- **The exercise**
Write out the listing below word for word, with no changes.

- **Extracted data**
--- Start ---

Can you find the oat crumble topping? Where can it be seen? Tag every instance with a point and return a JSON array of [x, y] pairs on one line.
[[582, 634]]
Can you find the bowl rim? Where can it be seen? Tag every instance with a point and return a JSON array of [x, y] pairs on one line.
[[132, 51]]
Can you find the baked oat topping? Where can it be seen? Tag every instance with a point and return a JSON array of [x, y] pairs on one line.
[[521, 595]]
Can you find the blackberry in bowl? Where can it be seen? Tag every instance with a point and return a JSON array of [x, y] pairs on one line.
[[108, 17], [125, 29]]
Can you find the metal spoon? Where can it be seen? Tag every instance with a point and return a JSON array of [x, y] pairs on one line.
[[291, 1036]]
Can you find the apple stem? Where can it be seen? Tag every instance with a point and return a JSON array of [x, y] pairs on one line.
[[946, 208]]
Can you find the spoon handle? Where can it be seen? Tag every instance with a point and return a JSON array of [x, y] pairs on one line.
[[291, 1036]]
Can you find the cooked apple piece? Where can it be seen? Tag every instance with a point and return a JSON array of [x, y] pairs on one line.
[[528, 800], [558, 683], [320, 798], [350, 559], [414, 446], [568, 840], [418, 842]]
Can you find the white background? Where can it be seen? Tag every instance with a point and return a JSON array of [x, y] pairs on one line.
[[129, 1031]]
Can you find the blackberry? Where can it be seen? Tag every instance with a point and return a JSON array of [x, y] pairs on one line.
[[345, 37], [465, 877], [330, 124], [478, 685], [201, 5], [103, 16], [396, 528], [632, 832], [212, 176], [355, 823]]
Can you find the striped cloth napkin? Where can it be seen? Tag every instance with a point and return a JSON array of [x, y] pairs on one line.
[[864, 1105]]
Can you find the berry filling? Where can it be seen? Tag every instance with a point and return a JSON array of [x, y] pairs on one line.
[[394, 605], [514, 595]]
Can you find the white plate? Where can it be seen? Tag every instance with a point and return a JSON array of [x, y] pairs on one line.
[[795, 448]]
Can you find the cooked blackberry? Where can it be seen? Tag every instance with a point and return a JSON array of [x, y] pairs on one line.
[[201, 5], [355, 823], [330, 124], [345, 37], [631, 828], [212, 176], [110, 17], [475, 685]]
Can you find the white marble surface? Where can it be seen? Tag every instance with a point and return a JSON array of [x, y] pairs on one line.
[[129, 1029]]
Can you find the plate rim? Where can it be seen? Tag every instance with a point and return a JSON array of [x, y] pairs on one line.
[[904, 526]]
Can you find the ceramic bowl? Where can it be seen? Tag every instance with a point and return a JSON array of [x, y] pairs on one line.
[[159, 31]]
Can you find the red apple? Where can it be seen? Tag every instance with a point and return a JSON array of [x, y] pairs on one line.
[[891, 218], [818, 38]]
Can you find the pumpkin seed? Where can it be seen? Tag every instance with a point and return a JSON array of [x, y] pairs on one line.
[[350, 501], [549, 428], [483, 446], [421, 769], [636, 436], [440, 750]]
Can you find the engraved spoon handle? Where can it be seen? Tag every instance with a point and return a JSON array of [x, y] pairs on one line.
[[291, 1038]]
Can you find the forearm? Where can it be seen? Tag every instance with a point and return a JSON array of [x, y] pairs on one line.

--- End ---

- **Correct answer**
Can you find the oat crumble topping? Where can it be seen? Tag every instance with a point and return a JSON array of [x, y] pairs on one line.
[[582, 634]]
Can you find the bowl rim? Where can it be seen? Tag every instance with a point and return a JSON array of [x, y] pairs on one line.
[[132, 51]]
Can you find the baked oat topping? Where can it be seen? Tag every instance with a point and return a JSON array of [x, y] pairs on one line.
[[521, 595]]
Can you find the blackberry in bowl? Where can it be seen? Tag every instance with a point and return a JSON array of [x, y] pairs on one line.
[[108, 17], [125, 29]]
Can you find the metal spoon? Where can it be seen? Tag every instance with a point and return a JSON array of [x, y] pairs on one line.
[[291, 1036]]
Can you find the apple stem? Where can it be seen? Tag every instance with a point and return a JSON array of [x, y] pairs on one line.
[[946, 208]]
Can you find the spoon handle? Where can it be seen? Tag every instance with a point and return a JSON array of [x, y] pairs on one line.
[[291, 1036]]
Can you find the cooked apple piece? Where can it be seen? Tag every instance with a point and return a JSON array of [x, y] pairs on one line.
[[528, 800], [558, 683], [320, 798], [350, 559], [414, 446], [568, 840], [418, 842]]
Can you find the white background? Where can it be seen? Tag every instance with a point and return a JSON array of [x, y] pairs on one line.
[[129, 1031]]
Can you find the blackberry? Where can it be seen? Tag every instance with a point and return a JSON array of [x, y] pairs on one line.
[[345, 37], [465, 877], [330, 124], [478, 685], [201, 5], [103, 16], [396, 528], [632, 832], [212, 176], [355, 823]]
Can you find the striped cloth napkin? Where can it be seen? Tag every instance with a point and return a JSON array of [x, y] pairs on one line.
[[864, 1105]]
Can you find the berry filling? Where can it be seen? Tag every instance with a point and return a JSON array of [x, y] pairs on one line.
[[394, 605], [514, 595]]
Can you find the white plate? Where can it be seen? Tag every instance with a point and return a JSON array of [x, y] pairs on one line.
[[795, 448]]
Can you find the cooked blackberry? Where can it be seen? Tag every instance with a point and return a JSON array of [x, y] pairs on one line.
[[201, 5], [355, 823], [330, 124], [345, 37], [631, 828], [212, 176], [110, 17], [475, 685]]
Can you find the white marble surface? Where can it be seen? Tag every instance with a point and return a JSON array of [x, y] pairs on one line.
[[129, 1029]]
Can you find the plate rim? Where can it be seen? Tag every instance with a point and return a JSON array of [x, y] pairs on one line.
[[904, 526]]
Can you find the ceramic bowl? Where can it be seen? Tag every instance with a point and return a JSON array of [x, y] pairs on one line.
[[159, 31]]
Can you find the red apple? Where can it be seen? Tag every instance with a point and return a JSON array of [x, y] pairs on one line.
[[891, 218], [818, 38]]
Can you find the pumpkin seed? Where can it be seen? Tag every instance with a point and return a JSON array of [x, y] pairs on one line.
[[350, 501], [549, 428], [483, 446], [421, 769], [636, 436], [440, 750]]
Can you find the engraved spoon handle? Where can it be seen? Tag every instance with a point and return a JSON array of [x, y] pairs on one line.
[[291, 1038]]
Can you find the forearm? Where can it be seen? Tag every instance with a point and return a JSON array of [x, y] pairs on one line.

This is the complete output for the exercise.